Ashfaque Nipun is a Bangladeshi Filmmaker, Screenwriter and Actor known for directing Mohanagar, Mukim Brothers, Ei Shohore, Landphone er dingulite prem, Alpona Kajol, Sonali Danar Chil, Ms Shuily, Mukh o Mukhosh er golpo, Victim and Eti Maa.

His first breakout hit was TV series Mukim Brothers in 2010. After that, he made some good TV dramas, television films (telefilm), web film and web series. In early of his career, he also worked as an actor. Upashanghar, Un-manush, First Date and Middleclass sentiment are some of his notable works as an Actor. He won the prestigious 'Meril Prothom Alo Jury Awards' thrice, two for Best Screenplay writer for his telefilms 'Dondo Shomash' (2017), 'Ei Shohore' (2019) and one for Best Director for his first web series 'Mohanagar' (2021). 'Mohanagar', his first web series also fetched him three more awards too; One for Best Director in 'Channel i digital awards' and two for 'Hoichoi awards' for Best Directing and Most watched series of the year 2021. 'Mohanagar' was a smashing hit in both Bangladesh and India, and is considered one of the cult shows coming out from "Hoichoi". He made another web series for the same platform titled 'Sabrina' in 2022 and affirmed his position as one of the most important Show Creators from Bangladesh.

Early life 
Ashfaque Nipun is the eldest son of Mohammad Alauddin and Kazi Rokeya Begum. He was born and raised in Chittagong. His father was an electrical engineer and worked as an expatriate in Abu Dhabi, that's why a portion of Ashfaque Nipun's childhood was spent there. His father died when he was studying in class eight. He has a younger brother.

Career 
In 2002, Ashfaque Nipun joined a workshop on filmmaking hosted by Anisul Haque and Mostofa Sarwar Farooki at Chittagong Film Centre. This workshop inspired him to be a storyteller. Later, he moved to Dhaka from Chittagong to build a career in entertainment industry. And he started his career as an assistant director of Mostofa Sarwar Farooki. In 2006, he made his debut on television in the drama 2 In 1 as a director and an actor. In 2007, he acted on another drama called Uposhonghar co-starred Nafiza Jahan and directed by Mostofa Sarwar Farooki aired on Channel i as part of their Pahela Baishakh's special programs. In 2010, his television series Mukim Brothers aired on Channel i.  On 15 January 2021, his web film Koshtoneer premiered on Hoichoi. On 25 June 2021, His most acclaimed work Mohanagar also premiered on Hoichoi.

Given exercise a
In the biography above, where was Ashfaque Nipun born and raised?

Data records
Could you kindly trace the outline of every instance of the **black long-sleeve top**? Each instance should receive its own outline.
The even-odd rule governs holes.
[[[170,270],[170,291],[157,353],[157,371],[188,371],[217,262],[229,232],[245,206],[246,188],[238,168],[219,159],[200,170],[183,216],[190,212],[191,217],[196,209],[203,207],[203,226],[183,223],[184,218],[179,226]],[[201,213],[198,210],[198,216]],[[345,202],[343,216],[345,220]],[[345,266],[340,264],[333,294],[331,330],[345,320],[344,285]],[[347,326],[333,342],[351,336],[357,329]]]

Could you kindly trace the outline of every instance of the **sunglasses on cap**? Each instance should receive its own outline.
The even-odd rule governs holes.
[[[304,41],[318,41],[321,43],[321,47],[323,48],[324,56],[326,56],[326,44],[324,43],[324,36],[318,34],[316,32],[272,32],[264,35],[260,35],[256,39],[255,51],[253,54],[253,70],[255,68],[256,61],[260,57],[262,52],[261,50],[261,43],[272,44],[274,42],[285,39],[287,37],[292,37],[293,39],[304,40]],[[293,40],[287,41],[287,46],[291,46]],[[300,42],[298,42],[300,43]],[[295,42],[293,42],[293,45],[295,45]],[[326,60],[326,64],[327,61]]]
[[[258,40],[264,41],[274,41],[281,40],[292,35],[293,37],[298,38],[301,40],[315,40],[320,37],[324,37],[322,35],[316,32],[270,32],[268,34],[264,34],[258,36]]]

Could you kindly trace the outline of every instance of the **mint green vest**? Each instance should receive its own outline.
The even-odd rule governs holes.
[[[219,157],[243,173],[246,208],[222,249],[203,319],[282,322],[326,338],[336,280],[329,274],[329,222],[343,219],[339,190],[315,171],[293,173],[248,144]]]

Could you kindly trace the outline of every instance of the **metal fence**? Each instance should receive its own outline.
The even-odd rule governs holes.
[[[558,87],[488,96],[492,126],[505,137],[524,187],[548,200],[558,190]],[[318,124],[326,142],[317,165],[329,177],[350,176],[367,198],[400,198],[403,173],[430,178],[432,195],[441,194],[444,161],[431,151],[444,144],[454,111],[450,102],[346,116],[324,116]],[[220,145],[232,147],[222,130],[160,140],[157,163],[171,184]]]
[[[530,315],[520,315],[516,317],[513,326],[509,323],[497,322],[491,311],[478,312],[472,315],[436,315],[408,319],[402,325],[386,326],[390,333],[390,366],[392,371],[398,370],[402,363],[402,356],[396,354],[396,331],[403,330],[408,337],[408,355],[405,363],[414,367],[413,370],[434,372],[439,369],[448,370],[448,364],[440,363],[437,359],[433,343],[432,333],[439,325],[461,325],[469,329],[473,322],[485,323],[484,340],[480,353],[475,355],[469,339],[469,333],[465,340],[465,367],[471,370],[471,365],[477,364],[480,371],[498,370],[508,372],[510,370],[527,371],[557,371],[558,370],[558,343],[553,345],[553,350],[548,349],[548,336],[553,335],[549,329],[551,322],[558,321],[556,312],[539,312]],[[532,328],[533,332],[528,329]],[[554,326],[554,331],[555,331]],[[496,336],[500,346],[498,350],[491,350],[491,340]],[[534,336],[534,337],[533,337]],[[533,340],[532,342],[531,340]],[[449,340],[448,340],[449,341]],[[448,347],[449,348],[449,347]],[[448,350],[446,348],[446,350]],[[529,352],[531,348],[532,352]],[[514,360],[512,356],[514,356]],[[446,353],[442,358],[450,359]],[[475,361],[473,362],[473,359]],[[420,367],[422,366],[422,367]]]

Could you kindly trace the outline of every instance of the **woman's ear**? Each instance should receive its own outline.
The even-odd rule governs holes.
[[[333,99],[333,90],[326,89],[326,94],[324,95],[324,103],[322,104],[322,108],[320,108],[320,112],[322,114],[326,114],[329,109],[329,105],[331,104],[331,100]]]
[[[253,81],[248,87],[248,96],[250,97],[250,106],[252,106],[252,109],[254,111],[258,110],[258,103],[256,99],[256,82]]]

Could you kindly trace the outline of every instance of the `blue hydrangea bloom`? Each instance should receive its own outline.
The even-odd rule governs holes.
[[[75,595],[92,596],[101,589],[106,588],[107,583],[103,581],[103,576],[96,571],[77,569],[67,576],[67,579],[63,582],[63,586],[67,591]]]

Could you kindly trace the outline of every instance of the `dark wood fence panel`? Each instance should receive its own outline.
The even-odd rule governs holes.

Given exercise b
Reproduce the rows verbatim, from the line containing "ear**? Each instance should receive its own outline." through the last line of the rows.

Exercise result a
Chittagong

Exercise result b
Could you kindly trace the outline of every instance of the **woman's ear**? Each instance should receive its own outline.
The even-odd rule governs holes.
[[[333,99],[333,90],[326,89],[326,94],[324,95],[324,103],[322,104],[322,108],[320,108],[320,112],[322,114],[326,114],[329,109],[329,105],[331,104],[331,100]]]
[[[253,81],[248,87],[248,96],[250,97],[250,106],[252,106],[252,109],[254,111],[258,110],[258,103],[256,99],[256,82]]]

Could you kindly trace the outline of every instance of the `blue hydrangea bloom`? Each instance should receive its own outline.
The even-odd rule governs holes.
[[[75,595],[92,596],[101,589],[106,588],[107,583],[103,581],[103,576],[96,571],[77,569],[67,576],[67,579],[63,582],[63,586],[67,591]]]

Could you kindly trace the outline of every instance of the `dark wood fence panel`? Each instance should receive its own outline.
The even-odd rule governs holes.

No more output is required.